• Aim of the task
Repeat the data word for word and skip the pictures.
◇ ◇ ◇ ◇ ◇ ◇ ◇
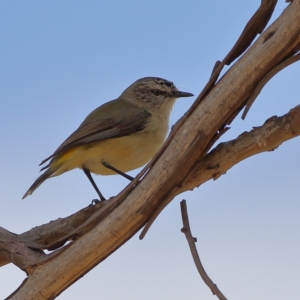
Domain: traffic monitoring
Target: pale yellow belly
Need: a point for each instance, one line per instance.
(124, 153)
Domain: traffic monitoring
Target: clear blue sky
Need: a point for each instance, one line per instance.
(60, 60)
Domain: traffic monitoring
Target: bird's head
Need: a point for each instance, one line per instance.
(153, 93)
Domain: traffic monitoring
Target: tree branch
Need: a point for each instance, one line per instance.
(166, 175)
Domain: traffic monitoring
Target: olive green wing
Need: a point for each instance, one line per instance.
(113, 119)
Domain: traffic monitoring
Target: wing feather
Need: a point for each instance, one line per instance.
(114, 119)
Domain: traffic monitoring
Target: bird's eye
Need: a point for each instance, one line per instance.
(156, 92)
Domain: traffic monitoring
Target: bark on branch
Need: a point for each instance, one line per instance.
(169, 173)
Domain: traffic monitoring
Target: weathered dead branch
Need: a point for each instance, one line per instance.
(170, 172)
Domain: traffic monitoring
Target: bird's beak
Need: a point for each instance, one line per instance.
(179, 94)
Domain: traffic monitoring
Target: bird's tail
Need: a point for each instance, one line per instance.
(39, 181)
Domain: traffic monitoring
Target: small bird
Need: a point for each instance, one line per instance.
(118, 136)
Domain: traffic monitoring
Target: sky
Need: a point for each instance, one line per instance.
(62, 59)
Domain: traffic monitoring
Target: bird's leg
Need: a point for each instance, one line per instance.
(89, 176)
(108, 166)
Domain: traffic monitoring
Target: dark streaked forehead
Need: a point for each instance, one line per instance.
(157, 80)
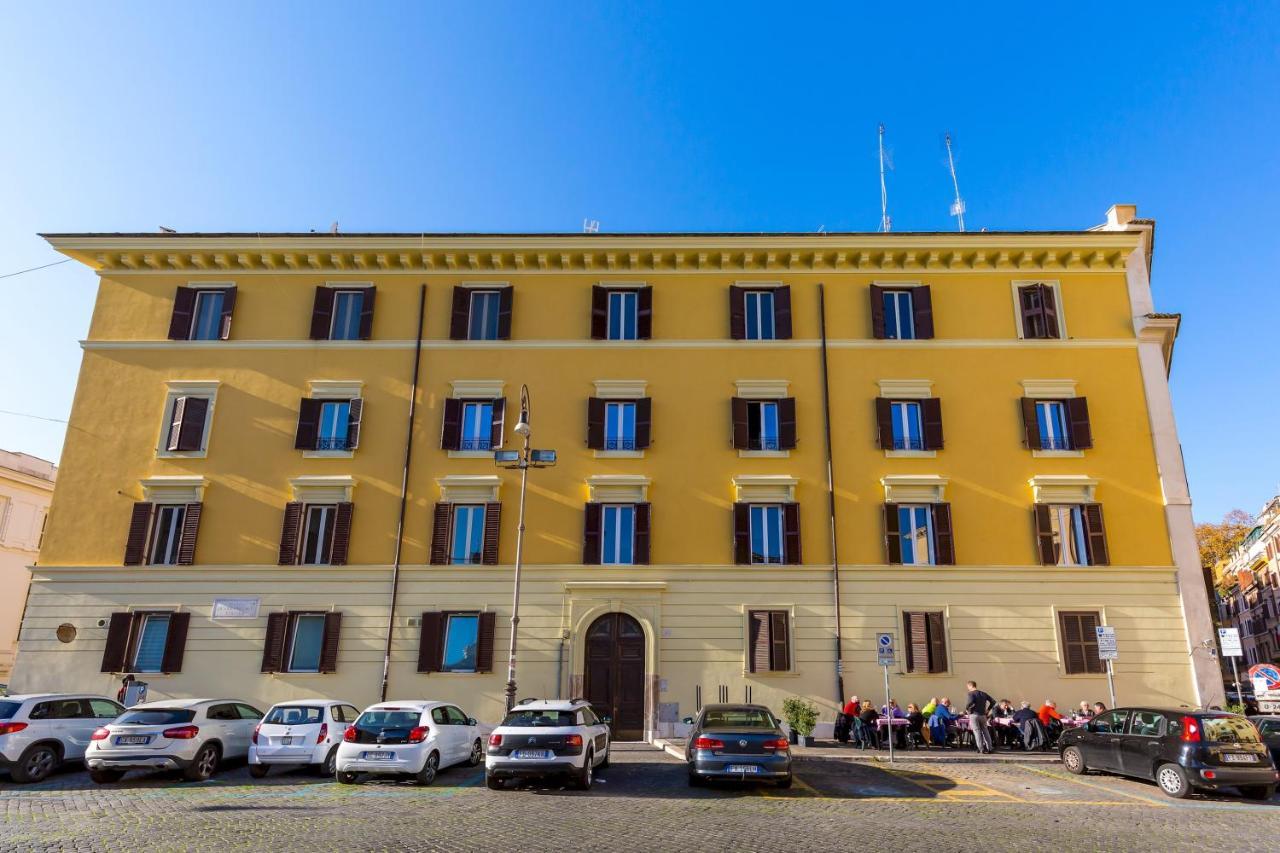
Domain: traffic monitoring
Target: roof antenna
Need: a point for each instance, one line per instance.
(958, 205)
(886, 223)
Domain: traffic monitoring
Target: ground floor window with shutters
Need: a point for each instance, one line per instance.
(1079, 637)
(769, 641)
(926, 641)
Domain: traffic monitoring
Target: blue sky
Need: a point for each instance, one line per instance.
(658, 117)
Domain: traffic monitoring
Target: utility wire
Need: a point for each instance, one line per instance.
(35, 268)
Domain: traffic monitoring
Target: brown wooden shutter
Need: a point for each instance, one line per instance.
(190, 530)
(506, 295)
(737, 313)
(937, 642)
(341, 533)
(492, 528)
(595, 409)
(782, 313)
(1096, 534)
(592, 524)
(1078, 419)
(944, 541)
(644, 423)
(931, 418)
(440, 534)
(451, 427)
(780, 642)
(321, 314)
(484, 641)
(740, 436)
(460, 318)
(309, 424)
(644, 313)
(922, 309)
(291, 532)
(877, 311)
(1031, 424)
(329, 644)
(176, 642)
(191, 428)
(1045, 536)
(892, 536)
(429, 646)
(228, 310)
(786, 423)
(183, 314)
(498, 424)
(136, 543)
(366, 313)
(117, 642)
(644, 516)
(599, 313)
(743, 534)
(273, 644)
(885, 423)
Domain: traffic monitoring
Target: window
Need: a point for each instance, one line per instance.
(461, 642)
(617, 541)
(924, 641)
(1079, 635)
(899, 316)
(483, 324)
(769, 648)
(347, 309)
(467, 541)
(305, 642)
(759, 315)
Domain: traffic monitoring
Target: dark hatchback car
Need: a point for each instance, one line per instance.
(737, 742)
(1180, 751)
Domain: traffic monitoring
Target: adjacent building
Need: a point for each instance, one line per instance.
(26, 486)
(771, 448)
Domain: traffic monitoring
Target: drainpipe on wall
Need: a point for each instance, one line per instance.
◇ ◇ ◇ ◇ ◇ ◇ ◇
• Completed exercise
Domain: traffic monitoring
Target: pale yellow belly
Need: a point for each instance, one line per instance.
(124, 153)
Domain: traffic monitoring
Target: clear blue sky
Need: a point for each instance, one line per instance.
(60, 60)
Domain: traffic monitoring
Target: bird's head
Need: a point for each instance, one line per instance.
(153, 93)
Domain: traffic monitoring
Target: tree branch
Need: a point for each instance, one line per instance.
(166, 175)
Domain: traffic monitoring
Target: olive green wing
Need: a point for each instance, one line per instance.
(113, 119)
Domain: traffic monitoring
Target: wing feather
Need: a point for each instance, one line per instance.
(114, 119)
Domain: traffic monitoring
Target: bird's eye
Need: a point for each instance, one line per instance.
(156, 92)
Domain: traffic monitoring
Target: bark on branch
Need: a point for each instance, one line per instance.
(169, 173)
Domain: traffic monitoring
Target: weathered dead branch
Need: a point for each instance, one line per instance.
(170, 172)
Domain: traffic monitoring
Target: bird's beak
Need: a point for each instance, one line per instance.
(179, 94)
Domain: traffic monitoring
Target: bird's tail
Need: a point for each instance, one line per instance.
(39, 181)
Domain: traffic monitoring
Target: small bird
Need: a point for each instance, one line per instance.
(118, 136)
Domain: traffic monitoring
Target: sky
Need: a point for each instance, one line per instance.
(62, 59)
Domain: traffic monitoring
Target: bird's leg
Need: a point for each instance, one line per instance.
(89, 176)
(108, 166)
Domain: traffic monitoring
Target: dark streaked forehead
Need: a point for each instance, one line per instance.
(157, 80)
Domain: traffic monitoring
Target: roof antenna
Need: a point for each instance, one line per instance.
(958, 205)
(886, 223)
Domain: traffic monitoring
Target: ground floor window with shutters
Need: a point for each instance, one line per instance.
(1079, 637)
(769, 641)
(926, 641)
Domain: traffic monitoring
Target: blue sky
Need: a point for each instance, one line per instance.
(658, 117)
Domain: traffic monitoring
Target: utility wire
Need: a point for each instance, one line per instance.
(35, 268)
Domain: traffic monitoring
Target: brown wooden shutter
Need: a point for each instance, one line per instance.
(190, 530)
(506, 295)
(737, 313)
(937, 642)
(341, 533)
(492, 528)
(595, 409)
(782, 313)
(1096, 534)
(592, 524)
(1078, 419)
(944, 541)
(644, 423)
(931, 418)
(440, 534)
(451, 427)
(780, 642)
(321, 314)
(484, 641)
(740, 436)
(460, 318)
(309, 424)
(644, 313)
(922, 309)
(291, 532)
(877, 311)
(1031, 424)
(329, 644)
(176, 642)
(191, 428)
(1045, 536)
(892, 536)
(429, 646)
(228, 310)
(786, 423)
(183, 314)
(498, 424)
(136, 543)
(366, 313)
(117, 642)
(644, 516)
(599, 313)
(743, 534)
(273, 644)
(885, 423)
Domain: traffic monitoring
Target: window
Need: a point for each instance, one line per instance.
(461, 642)
(617, 541)
(924, 641)
(1079, 635)
(899, 316)
(483, 324)
(769, 648)
(347, 309)
(467, 541)
(305, 642)
(759, 315)
Domain: traffic monitoring
Target: dark hatchback car
Need: a point for each instance, one line per instance.
(737, 742)
(1180, 751)
Domain: traffic monitoring
Target: adjacent building
Need: a point for each instance, one line per instance.
(26, 486)
(771, 448)
Domain: traffic monitoring
Target: drainpipe on wall
Need: a point for each instance, one line per instance.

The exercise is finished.